— begin PROVIDED ENTRIES —

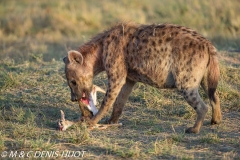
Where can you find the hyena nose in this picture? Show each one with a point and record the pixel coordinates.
(73, 98)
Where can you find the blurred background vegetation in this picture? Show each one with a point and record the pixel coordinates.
(45, 29)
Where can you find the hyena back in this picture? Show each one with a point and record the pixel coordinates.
(163, 56)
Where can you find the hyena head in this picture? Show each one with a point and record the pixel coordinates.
(78, 76)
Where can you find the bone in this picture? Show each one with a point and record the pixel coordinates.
(63, 124)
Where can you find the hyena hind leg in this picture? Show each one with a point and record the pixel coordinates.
(215, 103)
(193, 98)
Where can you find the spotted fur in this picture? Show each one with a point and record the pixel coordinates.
(161, 55)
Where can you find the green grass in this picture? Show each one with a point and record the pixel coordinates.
(36, 35)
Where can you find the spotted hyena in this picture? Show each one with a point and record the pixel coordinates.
(161, 55)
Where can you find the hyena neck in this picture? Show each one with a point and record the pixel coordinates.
(92, 57)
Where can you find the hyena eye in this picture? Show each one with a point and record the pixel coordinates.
(74, 82)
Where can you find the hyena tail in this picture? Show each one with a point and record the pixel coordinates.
(213, 75)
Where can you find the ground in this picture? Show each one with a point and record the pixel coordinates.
(32, 94)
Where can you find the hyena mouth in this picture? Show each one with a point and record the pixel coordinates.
(84, 98)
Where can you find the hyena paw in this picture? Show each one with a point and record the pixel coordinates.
(216, 121)
(111, 121)
(192, 130)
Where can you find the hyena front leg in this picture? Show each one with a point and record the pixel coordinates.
(193, 98)
(120, 101)
(114, 88)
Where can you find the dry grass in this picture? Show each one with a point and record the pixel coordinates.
(35, 35)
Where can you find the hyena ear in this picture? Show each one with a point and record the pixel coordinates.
(65, 60)
(75, 57)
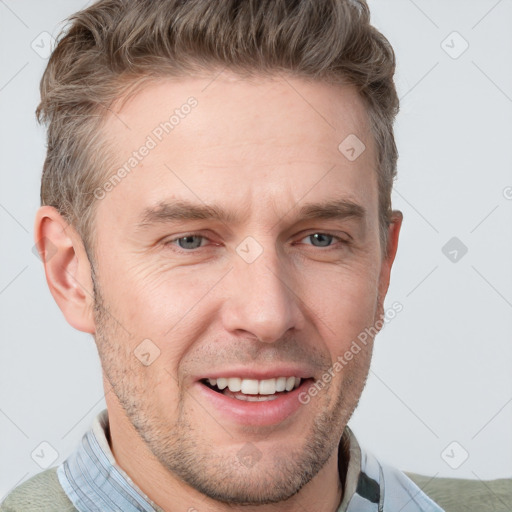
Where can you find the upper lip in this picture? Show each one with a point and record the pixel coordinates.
(259, 373)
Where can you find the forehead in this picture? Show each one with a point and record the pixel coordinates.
(271, 140)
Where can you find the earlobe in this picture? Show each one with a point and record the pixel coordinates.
(389, 257)
(67, 267)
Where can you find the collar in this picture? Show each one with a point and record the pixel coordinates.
(94, 482)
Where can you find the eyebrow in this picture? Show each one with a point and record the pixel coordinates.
(180, 210)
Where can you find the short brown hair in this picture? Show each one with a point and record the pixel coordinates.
(114, 46)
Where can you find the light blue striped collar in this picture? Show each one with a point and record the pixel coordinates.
(95, 483)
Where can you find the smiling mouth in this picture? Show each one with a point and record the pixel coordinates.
(252, 390)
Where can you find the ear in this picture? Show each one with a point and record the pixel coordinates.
(67, 267)
(389, 257)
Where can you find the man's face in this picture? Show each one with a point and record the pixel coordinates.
(277, 286)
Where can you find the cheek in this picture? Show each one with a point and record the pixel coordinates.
(343, 301)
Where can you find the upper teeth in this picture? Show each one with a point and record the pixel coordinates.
(256, 387)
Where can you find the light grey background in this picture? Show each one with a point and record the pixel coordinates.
(440, 388)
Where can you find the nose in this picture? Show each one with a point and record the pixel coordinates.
(262, 301)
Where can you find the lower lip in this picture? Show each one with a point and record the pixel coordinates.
(269, 412)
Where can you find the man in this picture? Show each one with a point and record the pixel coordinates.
(217, 214)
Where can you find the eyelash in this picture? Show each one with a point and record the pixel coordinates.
(173, 242)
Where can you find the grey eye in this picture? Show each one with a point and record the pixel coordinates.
(320, 239)
(190, 242)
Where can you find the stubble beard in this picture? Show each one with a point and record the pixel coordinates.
(186, 454)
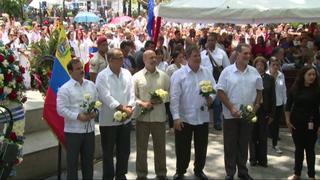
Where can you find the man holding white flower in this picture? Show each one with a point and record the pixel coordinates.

— end PROVIDED ENTRIES —

- _YOUR TASK_
Beginning with the line containing "Where can you find the light grey" and ending with the last line of the material, output each line exactly; do not include pictures.

- _RESULT_
Where can you find the light grey background in this picture? Show each one with a point and record the pixel coordinates.
(440, 388)
Where can you find the nose in this picture? Show each one with a point and record the pixel coordinates.
(262, 301)
Where can you find the lower lip in this picture? Show each one with a point and record the pixel coordinates.
(269, 412)
Where can you find the man in this picture? Show each one with a point and record the pixel coordinates.
(217, 214)
Where can you find the eyelash in this picture? Show each one with a point and record the pixel coordinates.
(173, 242)
Where can you find the grey eye in this picture? Show each one with a point and record the pixel coordinates.
(320, 239)
(190, 242)
Where can you find the stubble beard in this picture? Show each one with a point and record the pixel coordinates.
(186, 454)
Where can you find the man holding white flower in this picture? Show each one with a point and record the pixel coordinates.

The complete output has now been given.